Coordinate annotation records
•••
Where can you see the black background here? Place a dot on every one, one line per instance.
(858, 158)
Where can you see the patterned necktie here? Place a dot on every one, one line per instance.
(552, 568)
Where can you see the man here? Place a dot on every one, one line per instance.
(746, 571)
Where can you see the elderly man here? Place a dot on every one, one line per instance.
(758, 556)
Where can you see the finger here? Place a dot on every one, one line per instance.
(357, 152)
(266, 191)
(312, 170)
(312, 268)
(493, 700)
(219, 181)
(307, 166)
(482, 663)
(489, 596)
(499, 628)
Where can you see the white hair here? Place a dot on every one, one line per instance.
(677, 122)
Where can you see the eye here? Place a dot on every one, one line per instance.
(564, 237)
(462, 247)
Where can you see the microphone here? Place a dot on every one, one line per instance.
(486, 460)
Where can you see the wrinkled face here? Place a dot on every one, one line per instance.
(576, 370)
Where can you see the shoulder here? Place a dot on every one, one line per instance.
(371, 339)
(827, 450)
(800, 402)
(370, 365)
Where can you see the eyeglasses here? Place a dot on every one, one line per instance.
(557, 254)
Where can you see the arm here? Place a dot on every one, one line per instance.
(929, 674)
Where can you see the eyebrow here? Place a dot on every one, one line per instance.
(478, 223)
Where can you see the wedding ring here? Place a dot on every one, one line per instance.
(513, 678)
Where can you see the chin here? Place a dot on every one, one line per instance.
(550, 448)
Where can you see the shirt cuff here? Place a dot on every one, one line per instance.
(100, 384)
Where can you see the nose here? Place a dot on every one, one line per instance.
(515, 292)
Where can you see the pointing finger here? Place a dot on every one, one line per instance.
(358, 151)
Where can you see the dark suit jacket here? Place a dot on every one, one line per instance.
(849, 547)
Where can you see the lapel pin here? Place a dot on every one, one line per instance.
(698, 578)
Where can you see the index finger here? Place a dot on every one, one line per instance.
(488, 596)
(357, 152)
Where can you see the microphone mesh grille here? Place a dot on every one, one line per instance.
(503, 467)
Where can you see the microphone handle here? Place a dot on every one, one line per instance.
•••
(Task prompt): Retype the records in full. Keep every line identical to the original.

(Complete answer):
Where can you see the black background here? Place a dot on every one, one line per instance.
(858, 158)
Where can you see the patterned necktie here? Place a dot on every one, one line per instance.
(552, 568)
Where can you see the man here? Place a dot on every one, one line per instance.
(746, 571)
Where can you see the elderly man here? Place a dot on every one, one line per instance.
(758, 556)
Where can you see the finger here? Place a dot on every one, one line per instance.
(357, 152)
(266, 191)
(312, 170)
(312, 268)
(493, 700)
(219, 181)
(307, 166)
(482, 663)
(489, 596)
(499, 628)
Where can you see the white hair here? Place a dot on every one, one line per instance.
(677, 122)
Where can you see the eye here? Place a dot on every one, one line per instance.
(564, 237)
(462, 247)
Where can you see the microphone here? Place a dot on every one, one line per instance.
(486, 460)
Where can you see the wrinkled face here? Place a dot on every one, one line per instance.
(576, 370)
Where can you see the shoulder here? Place a dot on every one, one line per instance.
(371, 339)
(827, 450)
(800, 402)
(370, 365)
Where can you see the eyeglasses here? Place a dot on every one, one line per instance.
(557, 254)
Where can you see the arm here? Place a dot on every one, one line per instance.
(929, 674)
Where can you see the eyebrow here? Place a dot on every one, one line per instance.
(478, 223)
Where can you see the wedding ring here? Place a dot on every one, one line per instance.
(513, 678)
Where can you see the chin here? Place a dot on every one, one line per instance.
(550, 448)
Where can you see the shirt cuff here? Place a dot on every one, one line per instance.
(100, 384)
Where can you see the nose here? Place a dot on every one, one line per instance.
(515, 292)
Where can you see the pointing finger here? Place a dot on every one, one line per instance.
(358, 151)
Where can you see the dark suit jacket here? Place a dot on every one, one line per instance.
(849, 547)
Where can you see the lapel pin here? Place a dot on every one, one line per instance.
(698, 578)
Where can you see the index finger here? Place a dot on every one, one line per instance.
(488, 596)
(357, 152)
Where can you see the microphone mesh grille here? Place a dot on every one, one line per instance.
(503, 467)
Where can you see the microphone handle here? Place a dot on every one, one line per instance.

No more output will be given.